### SUPPLIED INFORMATION

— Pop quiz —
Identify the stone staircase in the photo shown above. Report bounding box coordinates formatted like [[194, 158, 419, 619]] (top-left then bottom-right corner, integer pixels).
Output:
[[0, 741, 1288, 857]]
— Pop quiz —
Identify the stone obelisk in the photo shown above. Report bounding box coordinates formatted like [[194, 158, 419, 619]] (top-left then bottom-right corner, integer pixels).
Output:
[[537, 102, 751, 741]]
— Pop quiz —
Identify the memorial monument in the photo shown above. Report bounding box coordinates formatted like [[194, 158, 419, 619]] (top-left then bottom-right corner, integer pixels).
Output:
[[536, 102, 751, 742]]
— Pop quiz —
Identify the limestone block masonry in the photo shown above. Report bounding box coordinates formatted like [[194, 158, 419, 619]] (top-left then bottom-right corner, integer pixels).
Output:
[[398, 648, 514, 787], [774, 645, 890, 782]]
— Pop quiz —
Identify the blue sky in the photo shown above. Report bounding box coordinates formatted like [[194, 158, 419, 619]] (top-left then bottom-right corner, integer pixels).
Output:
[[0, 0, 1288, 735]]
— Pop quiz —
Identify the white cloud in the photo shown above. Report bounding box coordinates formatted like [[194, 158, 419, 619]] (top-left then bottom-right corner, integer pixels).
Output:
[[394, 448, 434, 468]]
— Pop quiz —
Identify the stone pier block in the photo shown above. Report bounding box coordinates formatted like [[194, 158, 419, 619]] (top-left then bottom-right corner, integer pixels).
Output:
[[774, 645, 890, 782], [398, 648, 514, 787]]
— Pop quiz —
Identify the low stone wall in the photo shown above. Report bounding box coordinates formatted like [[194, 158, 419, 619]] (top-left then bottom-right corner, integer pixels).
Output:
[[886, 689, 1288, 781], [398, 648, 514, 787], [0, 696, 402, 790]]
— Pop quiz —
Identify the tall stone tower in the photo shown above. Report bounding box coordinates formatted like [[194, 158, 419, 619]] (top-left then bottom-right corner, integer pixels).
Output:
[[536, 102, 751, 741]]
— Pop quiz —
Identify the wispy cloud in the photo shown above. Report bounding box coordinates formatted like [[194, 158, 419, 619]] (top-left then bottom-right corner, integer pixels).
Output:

### WHAT IS REQUIRED
Which lines of the records above contain the word "block", with case counting? Pick out each of those lines in full.

### REPLY
Identify the limestone block masonry in the photo shown above. Report bounding box coordinates formatted like [[194, 158, 419, 619]] (top-left then bottom-right corner, integer pixels).
Identify the stone pier block in the photo shown above. Report bounding box coordinates formatted like [[194, 158, 419, 619]] (top-left then bottom-right corner, integer pixels).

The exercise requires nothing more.